• _Goal_: Reproduce the part of the forum thread below about school-issued laptop webcams, from "1. How could" up to and including "at home? Seriously.".

1. How could they think they wouldn't get in trouble with violating privacy like this?

2. What actual practical benefit could the school have from spying on their students at home? Seriously.

Jack Squat
2010-02-19, 12:14 PM
The fact that the School issued the Laptop is irrelevant. This is a Public School. The Police need a warrant to put a wiretap or camera inside somebodies house. I'm not a lawyer, but I have a feeling it doesn't matter if they get the person to unwittingly bring the bug into their house rather than placing it themselves, they still need a warrant to do it. I'm pretty sure a school district doesn't get around that.

Actually, it's entirely relevant. The laptop is school property. They're allowed to "tap" their own property without a warrant.


Also, I don't think this was the kid using the laptop to do "Improper Behavior", because the articles specified that the vice principle used photographs of this behavior as evidence. Even if the student in question WAS using the laptop Improperly, that dosn't change the fact that they are spying on the students.
The NBC article has this little tidbit

So yeah.

I'm only under the impression that the child was using the laptop at the time because I can't think that the school would have grounds to suspend someone for something done off-campus that has no effect on school property. That and there's no way they have the resources to monitor all the computers, so they have to have a way to "flag" suspect cases. Easiest way to do this is by monitoring what's going on with the computer, and alert them or record evidence when something pops up.

Again, I'm not saying this is right - I'm appalled by the idea that some school thought this was a good idea and an effective use of resources. However, the kid could have acted smarter in regards to not getting caught.

Also again, none of this applies if the laptop was not involved in the act itself - though either way this event justifies my paranoid approach when it comes to technology.

Tirian
2010-02-19, 12:17 PM
People here keep saying the kid should have pointed the webcam at a wall, but that's not possible often with lap top built in webcams. They are only moderately adjustable, in my experience.

Duct tape. Putty.

Seriously, everybody, if you have a webcam and a microphone attached to your laptop, then you NEED a physical way to disable them when you have not made the conscious decision to use them.

BRC
2010-02-19, 12:34 PM
Duct tape. Putty.

Seriously, everybody, if you have a webcam and a microphone attached to your laptop, then you NEED a physical way to disable them when you have not made the conscious decision to use them.
Most people, especially high school students, aren't paranoids. The fact that they COULD have blocked the webcam doesn't mean they should have known they had to.The problem here isn't that the student's weren't putting tape over their webcams, the problem is that the School was using these webcams to spy on students. On the Ars article, there were quite a few comments about things the students should have done to disable the Webcams, including lots of messing around with drivers and executable files.

Data entries:

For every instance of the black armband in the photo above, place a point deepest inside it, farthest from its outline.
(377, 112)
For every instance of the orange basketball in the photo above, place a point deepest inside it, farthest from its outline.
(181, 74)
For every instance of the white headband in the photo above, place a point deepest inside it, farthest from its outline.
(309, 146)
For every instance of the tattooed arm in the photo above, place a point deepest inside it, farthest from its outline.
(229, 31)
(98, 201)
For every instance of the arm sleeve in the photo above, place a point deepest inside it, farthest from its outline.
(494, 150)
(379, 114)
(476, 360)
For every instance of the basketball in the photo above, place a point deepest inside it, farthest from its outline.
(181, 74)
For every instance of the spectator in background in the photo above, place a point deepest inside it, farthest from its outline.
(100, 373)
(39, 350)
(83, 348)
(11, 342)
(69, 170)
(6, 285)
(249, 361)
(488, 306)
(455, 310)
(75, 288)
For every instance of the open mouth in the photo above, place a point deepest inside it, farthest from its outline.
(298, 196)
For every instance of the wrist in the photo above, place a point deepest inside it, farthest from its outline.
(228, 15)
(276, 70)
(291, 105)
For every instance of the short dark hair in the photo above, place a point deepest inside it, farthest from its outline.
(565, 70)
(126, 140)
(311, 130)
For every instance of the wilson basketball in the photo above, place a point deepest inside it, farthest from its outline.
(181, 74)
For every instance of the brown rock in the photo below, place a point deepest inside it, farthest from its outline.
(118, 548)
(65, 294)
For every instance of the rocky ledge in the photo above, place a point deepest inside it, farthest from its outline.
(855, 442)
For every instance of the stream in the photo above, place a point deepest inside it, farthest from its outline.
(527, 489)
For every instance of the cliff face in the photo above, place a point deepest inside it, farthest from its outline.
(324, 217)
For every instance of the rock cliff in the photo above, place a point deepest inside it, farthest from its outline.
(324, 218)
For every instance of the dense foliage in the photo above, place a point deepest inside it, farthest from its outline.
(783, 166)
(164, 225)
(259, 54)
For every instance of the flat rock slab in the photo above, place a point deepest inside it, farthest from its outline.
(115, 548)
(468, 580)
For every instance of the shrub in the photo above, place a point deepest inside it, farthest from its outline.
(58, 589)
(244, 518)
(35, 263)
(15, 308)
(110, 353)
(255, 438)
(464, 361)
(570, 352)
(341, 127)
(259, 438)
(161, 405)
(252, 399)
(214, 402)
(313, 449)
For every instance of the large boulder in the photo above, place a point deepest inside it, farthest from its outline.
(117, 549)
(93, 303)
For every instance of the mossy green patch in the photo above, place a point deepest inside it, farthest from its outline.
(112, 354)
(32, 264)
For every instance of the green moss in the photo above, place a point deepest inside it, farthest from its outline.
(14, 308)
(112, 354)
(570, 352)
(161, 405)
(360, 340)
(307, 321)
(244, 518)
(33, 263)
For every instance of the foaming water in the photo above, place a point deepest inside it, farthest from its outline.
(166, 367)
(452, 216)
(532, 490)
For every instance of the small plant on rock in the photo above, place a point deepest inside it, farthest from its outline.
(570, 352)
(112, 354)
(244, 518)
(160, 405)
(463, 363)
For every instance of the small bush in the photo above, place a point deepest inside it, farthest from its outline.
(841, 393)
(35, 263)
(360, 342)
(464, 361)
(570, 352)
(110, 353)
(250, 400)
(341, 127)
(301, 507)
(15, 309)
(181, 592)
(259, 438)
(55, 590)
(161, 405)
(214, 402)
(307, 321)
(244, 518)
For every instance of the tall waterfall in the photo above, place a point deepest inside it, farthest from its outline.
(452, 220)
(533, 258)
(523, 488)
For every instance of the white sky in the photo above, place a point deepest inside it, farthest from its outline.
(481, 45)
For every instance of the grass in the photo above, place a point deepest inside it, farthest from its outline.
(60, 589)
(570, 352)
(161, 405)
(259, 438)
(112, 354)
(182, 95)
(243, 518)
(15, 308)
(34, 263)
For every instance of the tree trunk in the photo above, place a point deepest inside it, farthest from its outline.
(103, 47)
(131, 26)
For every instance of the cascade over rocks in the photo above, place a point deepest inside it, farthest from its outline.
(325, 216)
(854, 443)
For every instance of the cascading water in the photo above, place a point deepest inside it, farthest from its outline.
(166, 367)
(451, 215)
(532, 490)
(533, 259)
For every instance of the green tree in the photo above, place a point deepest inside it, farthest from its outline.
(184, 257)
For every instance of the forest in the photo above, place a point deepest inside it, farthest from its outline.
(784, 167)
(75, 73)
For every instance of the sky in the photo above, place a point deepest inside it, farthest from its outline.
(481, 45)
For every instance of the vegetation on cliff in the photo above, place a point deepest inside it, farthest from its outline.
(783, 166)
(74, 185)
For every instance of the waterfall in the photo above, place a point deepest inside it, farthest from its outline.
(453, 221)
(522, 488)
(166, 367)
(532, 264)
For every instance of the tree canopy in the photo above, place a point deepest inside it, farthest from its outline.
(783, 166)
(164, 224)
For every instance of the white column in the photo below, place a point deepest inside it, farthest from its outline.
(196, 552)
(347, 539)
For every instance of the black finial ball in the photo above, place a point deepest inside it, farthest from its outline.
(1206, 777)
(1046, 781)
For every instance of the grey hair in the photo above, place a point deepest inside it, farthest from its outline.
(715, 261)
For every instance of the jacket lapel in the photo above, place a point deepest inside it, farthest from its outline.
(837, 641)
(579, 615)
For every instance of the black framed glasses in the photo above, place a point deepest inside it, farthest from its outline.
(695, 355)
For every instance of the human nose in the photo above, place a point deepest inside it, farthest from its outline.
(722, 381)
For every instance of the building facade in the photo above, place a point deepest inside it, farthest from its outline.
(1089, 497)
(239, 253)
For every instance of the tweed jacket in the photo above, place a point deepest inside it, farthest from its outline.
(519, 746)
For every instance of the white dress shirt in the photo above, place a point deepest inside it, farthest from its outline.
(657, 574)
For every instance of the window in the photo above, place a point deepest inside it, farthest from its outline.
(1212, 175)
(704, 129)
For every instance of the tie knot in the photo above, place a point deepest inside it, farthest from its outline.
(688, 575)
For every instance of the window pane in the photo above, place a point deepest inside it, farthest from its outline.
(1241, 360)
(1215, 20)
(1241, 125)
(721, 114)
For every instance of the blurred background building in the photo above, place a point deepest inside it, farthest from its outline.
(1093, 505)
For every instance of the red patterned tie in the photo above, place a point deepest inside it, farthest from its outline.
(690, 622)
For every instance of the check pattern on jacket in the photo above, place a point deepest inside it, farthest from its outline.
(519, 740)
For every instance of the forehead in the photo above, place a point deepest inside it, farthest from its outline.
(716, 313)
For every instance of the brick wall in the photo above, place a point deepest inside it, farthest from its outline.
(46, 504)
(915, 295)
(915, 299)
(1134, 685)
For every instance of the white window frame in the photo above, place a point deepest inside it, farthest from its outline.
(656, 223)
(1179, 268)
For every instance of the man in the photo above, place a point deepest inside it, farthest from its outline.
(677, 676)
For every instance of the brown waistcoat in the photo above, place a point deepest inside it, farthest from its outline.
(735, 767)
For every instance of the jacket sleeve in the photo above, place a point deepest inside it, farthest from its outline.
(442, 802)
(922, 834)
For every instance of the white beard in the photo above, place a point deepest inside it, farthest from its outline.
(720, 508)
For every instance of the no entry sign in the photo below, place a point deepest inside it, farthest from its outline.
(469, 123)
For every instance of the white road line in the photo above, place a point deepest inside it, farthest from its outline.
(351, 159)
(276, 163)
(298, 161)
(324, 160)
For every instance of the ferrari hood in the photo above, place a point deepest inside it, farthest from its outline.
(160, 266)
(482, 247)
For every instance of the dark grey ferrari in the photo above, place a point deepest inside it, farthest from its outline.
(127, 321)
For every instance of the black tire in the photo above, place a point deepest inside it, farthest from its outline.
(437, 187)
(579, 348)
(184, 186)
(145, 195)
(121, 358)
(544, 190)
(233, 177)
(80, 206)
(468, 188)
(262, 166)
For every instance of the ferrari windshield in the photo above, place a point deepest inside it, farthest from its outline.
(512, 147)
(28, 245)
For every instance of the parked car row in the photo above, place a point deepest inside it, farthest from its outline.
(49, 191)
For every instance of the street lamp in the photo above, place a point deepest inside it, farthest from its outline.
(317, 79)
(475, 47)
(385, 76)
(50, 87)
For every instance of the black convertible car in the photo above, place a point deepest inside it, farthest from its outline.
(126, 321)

• _Solved exercise_:
1. How could they think they wouldn't get in trouble with violating privacy like this?

2. What actual practical benefit could the school have from spying on their students at home? Seriously.